Change the stretch of the passage on museum photography from "If visitors now" through "do so again." by putting "travelers" in place of "tourists".

** start SOURCE **

Rather than contemplating the works on view, visitors now pose next to them for their portrait. In pre-digital photography the subject was the work of art. Now it is the visitor; the artwork is secondary. Where previously the message of such images was “I have seen,” now it is “I was here.”

If visitors now regard a museum’s treasures as mere “sights,” they might come to regard the institution itself in a similar vein—not as a place offering a unique, one-of-a-kind experience but just another “stop” on a crowded itinerary, and as such interchangeable with any other. At the very least, it’s hard to see how this new culture of museum photography can fail to undermine the kind of long-term visitor loyalty to museums toward which so many of their public engagement efforts are directed. On the one hand, the visitor who makes an emotional connection with a work of art is likely to return. On the other hand, I can’t imagine there are many tourists who, having once had themselves snapped propping up the Leaning Tower, feel compelled to do so again.

** end SOURCE **
** start PROVIDED MATERIAL **

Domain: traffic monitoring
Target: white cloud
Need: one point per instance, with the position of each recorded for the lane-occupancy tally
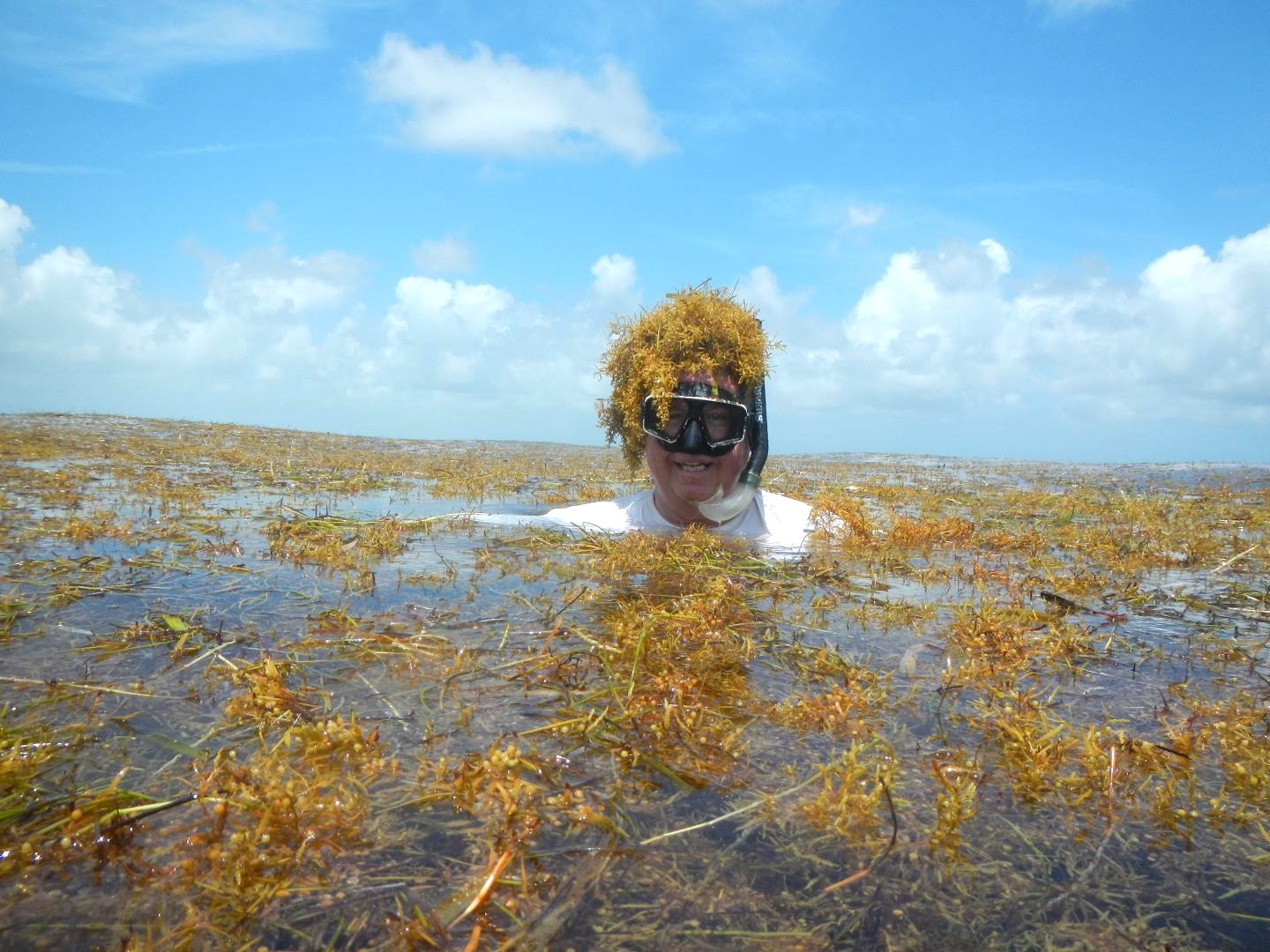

** end PROVIDED MATERIAL **

## [EXERCISE ANSWER]
If visitors now regard a museum’s treasures as mere “sights,” they might come to regard the institution itself in a similar vein—not as a place offering a unique, one-of-a-kind experience but just another “stop” on a crowded itinerary, and as such interchangeable with any other. At the very least, it’s hard to see how this new culture of museum photography can fail to undermine the kind of long-term visitor loyalty to museums toward which so many of their public engagement efforts are directed. On the one hand, the visitor who makes an emotional connection with a work of art is likely to return. On the other hand, I can’t imagine there are many travelers who, having once had themselves snapped propping up the Leaning Tower, feel compelled to do so again.